═══ DOCUMENT EXCERPT ═══

NHAI deploys in-house AI to flag issues in highway project reports

NHAI deployed an AI tool to catch planning errors in project reports before construction. It aims to prevent overruns up to ₹300 crore on ₹2,000 crore highway projects.

Published on: Jun 20, 2026
NHAI deploys in-house AI to flag issues in highway project reports

The National Highways Authority of India (NHAI) has deployed an in-house artificial intelligence tool to catch costly errors in detailed project reports (DPRs) before construction begins, aiming to prevent the kind of planning oversights that can balloon a ₹2,000-crore project budget by ₹200 crore to ₹300 crore. For real estate and construction professionals, DPRs are the contractual and technical foundation of any large infrastructure job - so getting them right from the start directly controls project margins and delivery timelines.

Catching gaps before ground is broken

The software, called the Technical Schedule Analyzer, compares quantities and specifications in a DPR's Schedule B and Schedule C sections against Indian Roads Congress (IRC) codes, Ministry of Road Transport and Highways norms, and NHAI's own standards. It flags inconsistencies, missing items, and deviations from policy before the project moves to execution. NHAI built the tool by assembling a multidisciplinary team of civil engineers, AI engineers, and design specialists, who digitized thousands of circulars, manuals, and engineering documents into a structured knowledge repository.

"Detailed Project Reports are our biggest problem. In a ₹2,000-crore project, variations of ₹200 crore to ₹300 crore can arise simply because something was missed during planning. This tool helps identify those gaps at the DPR stage itself," NHAI chairman Santosh Kumar Yadav said.

Margsarthi: A closed knowledge system for engineers

The effort has grown into a broader AI ecosystem centred on Margsarthi, NHAI's in-house AI assistant. Unlike public platforms that pull information from the open internet, Margsarthi operates inside a closed environment, trained exclusively on NHAI circulars, Acts, IRC codes, and other vetted technical documents. Launched in April, the chatbot has already handled more than 50,000 queries from around 1,100 users across the organization. Every response links back to its source document, so engineers can verify the basis of any recommendation.

═══ PROVIDED MATERIAL ═══

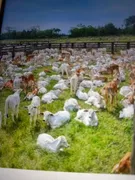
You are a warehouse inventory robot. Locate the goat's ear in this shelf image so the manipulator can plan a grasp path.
[84,109,89,112]
[49,113,53,116]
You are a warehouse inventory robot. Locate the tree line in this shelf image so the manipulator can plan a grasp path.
[0,15,135,39]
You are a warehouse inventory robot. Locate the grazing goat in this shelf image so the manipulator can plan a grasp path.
[59,63,69,78]
[70,74,79,94]
[5,89,21,125]
[75,109,98,126]
[101,79,119,109]
[64,98,80,111]
[4,79,13,90]
[27,96,40,125]
[43,111,70,129]
[24,88,38,100]
[112,152,131,174]
[37,133,69,153]
[0,111,2,128]
[107,64,119,76]
[22,74,35,93]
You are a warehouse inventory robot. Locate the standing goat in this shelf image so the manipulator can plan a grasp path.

═══

EXERCISE GOAL: In the NHAI article, which sections of a detailed project report does the Technical Schedule Analyzer check?

WRITTEN ANSWER: Schedule B and Schedule C.